### RECORDS PROVIDED ###
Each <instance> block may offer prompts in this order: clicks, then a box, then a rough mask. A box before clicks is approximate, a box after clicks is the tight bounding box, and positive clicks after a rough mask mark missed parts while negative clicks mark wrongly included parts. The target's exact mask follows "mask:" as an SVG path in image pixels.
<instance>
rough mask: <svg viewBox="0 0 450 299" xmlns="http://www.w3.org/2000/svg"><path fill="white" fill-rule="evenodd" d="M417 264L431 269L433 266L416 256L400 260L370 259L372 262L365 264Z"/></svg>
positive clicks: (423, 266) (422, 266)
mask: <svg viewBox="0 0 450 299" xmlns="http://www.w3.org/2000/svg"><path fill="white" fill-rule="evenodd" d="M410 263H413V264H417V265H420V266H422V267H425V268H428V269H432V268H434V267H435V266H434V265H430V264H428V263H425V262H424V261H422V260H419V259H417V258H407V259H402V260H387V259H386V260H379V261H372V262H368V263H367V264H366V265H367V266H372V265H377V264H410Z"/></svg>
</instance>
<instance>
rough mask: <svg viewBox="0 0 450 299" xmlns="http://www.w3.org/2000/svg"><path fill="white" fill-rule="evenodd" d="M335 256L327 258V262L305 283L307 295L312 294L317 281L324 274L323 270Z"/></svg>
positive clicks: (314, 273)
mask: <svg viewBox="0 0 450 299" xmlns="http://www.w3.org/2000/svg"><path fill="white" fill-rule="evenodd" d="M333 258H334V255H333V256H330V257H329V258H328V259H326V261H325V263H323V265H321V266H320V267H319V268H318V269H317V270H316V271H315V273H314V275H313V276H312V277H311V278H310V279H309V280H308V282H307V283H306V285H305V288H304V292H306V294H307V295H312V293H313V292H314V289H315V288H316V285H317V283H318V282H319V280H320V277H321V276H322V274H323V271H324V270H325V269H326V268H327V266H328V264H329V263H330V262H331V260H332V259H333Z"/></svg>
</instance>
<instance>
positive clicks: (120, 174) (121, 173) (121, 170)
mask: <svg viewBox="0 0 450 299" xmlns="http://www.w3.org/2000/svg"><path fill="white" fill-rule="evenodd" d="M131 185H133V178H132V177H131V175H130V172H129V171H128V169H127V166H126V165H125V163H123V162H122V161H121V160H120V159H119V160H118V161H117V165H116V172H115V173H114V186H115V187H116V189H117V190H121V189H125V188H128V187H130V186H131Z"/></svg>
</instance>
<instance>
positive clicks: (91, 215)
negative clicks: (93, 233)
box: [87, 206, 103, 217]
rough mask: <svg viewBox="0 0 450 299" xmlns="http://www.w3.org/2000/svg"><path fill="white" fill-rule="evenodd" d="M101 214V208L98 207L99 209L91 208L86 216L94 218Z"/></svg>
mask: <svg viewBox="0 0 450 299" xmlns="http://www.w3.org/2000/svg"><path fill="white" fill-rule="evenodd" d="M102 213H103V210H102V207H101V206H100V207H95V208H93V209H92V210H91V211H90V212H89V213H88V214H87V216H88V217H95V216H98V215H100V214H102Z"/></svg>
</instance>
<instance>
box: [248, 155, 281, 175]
###
## WHAT YOU HAVE TO DO
Copy all the lines from the data above that hold the word "negative".

## OUTPUT
Each <instance> block may offer prompts in this order: clicks, then a box, then a rough mask. A box before clicks is approximate, a box after clicks is the tight bounding box, and positive clicks after a rough mask mark missed parts while negative clicks mark wrongly included parts. The target's exact mask follows "mask:" as an SVG path in image pixels.
negative clicks: (93, 233)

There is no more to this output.